● **REQUIREMENTS**
1: In the memoir about childhood under Moi, how far was Nairobi Primary School from State House?
2: Please quote the passage of the memoir about childhood under Moi that begins with the words "I attended Nairobi" and ends with "How we cheered.".

● **TEXT SHOWN**

■ ■ ■ ■ ■

When I was in standard four, my primary school hired a French teacher. He was from West or Central Africa, used a lot of cologne, wore very tight trousers, and took at least 3 smoke breaks during our 35-minute classes. He taught us the word “moi.”
Moi (me) was such a simple word, such an elementary word, such a basic word, and such a dangerous word. In Daniel Toroitich Arap Moi’s Kenya, moi named the intimacy between tyrant and student, the identification between tyrant and student.
I am trying to capture, here, what it felt like to be a child growing up under Moi in the 1980s. Moi was, in a very real way, me. Moi was everywhere. He was the beginning sentence of every news broadcast. He was the closing benediction to every prayer. He was the subject of every major headline. He was the face you met on every business wall. He was the flavor of the free milk provided to primary school children. He was our Freudian father. He was the name of the avenue that led from my primary school to the center of Nairobi. He was our sustained, inevitable, object of attention. Perhaps of affection.
I attended Nairobi Primary School, about a kilometer from State House, the president’s official residence. State House is surrounded by schools: Nairobi Primary, State House Girls Secondary, St. George’s Primary, and State House Primary. When foreign dignitaries visited State House, we would be pulled out of class, handed paper flags, lined up along the road leading to State House, and instructed to cheer. We cheered. How we cheered.
I would like to say that we cheered because we were happy to be out of stuffy classrooms, glad to be liberated from double maths or double geography or double history or double home economics, or whatever post-lunch subjects our schools had lined up. I would like to claim that we cheered less because we loved Moi and more because we were excited to be among other students from other schools. That it was all about peer pressure and state demand. I would like to claim that we jeered, instead of cheered.

■ ■ ■ ■ ■

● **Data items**

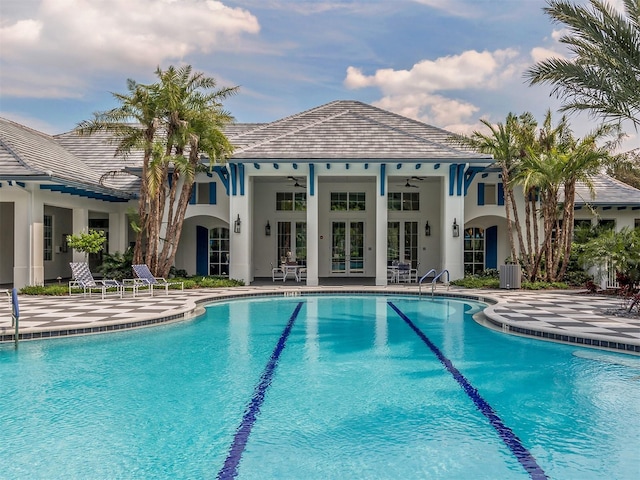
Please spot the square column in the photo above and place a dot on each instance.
(381, 225)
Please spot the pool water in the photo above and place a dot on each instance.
(319, 387)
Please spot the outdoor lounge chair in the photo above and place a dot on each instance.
(145, 277)
(82, 278)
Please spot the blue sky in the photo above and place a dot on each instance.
(448, 63)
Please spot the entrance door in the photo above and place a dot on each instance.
(347, 242)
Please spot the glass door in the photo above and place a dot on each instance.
(347, 247)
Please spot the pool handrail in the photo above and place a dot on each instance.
(433, 282)
(433, 270)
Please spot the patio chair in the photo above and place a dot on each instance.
(82, 278)
(277, 273)
(146, 278)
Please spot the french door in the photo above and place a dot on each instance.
(347, 247)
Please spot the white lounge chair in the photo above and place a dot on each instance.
(277, 273)
(82, 278)
(145, 277)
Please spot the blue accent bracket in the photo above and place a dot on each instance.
(223, 173)
(241, 178)
(312, 179)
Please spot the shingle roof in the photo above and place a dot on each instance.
(349, 130)
(98, 152)
(608, 191)
(27, 154)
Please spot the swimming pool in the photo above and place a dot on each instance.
(319, 387)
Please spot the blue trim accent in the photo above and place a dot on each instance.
(453, 168)
(233, 170)
(223, 173)
(241, 178)
(509, 438)
(460, 179)
(229, 470)
(82, 193)
(491, 247)
(469, 176)
(213, 193)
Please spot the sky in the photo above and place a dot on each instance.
(448, 63)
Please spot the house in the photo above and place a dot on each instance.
(344, 189)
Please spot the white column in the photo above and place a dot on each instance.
(80, 224)
(117, 232)
(381, 226)
(240, 248)
(313, 232)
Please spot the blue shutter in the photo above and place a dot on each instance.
(480, 193)
(500, 194)
(212, 193)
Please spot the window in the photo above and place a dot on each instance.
(292, 244)
(48, 238)
(473, 250)
(342, 201)
(607, 224)
(405, 201)
(289, 201)
(219, 251)
(406, 234)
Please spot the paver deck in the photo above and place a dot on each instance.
(558, 315)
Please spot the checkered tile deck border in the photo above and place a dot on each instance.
(566, 316)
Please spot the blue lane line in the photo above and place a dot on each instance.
(230, 468)
(510, 439)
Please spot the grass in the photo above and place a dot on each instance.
(189, 283)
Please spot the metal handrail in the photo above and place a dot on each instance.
(433, 270)
(433, 282)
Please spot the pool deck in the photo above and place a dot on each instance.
(563, 316)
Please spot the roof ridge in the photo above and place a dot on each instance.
(294, 130)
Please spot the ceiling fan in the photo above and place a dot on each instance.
(410, 185)
(297, 182)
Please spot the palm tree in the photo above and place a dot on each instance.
(603, 77)
(176, 119)
(508, 142)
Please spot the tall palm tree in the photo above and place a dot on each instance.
(603, 76)
(507, 142)
(176, 119)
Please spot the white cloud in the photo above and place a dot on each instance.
(90, 38)
(419, 92)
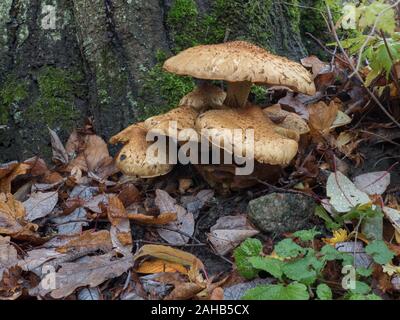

■ ■ ■ ■ ■

● **RESPONSES FOR EACH TASK**
1: About a kilometer.

2:
I attended Nairobi Primary School, about a kilometer from State House, the president’s official residence. State House is surrounded by schools: Nairobi Primary, State House Girls Secondary, St. George’s Primary, and State House Primary. When foreign dignitaries visited State House, we would be pulled out of class, handed paper flags, lined up along the road leading to State House, and instructed to cheer. We cheered. How we cheered.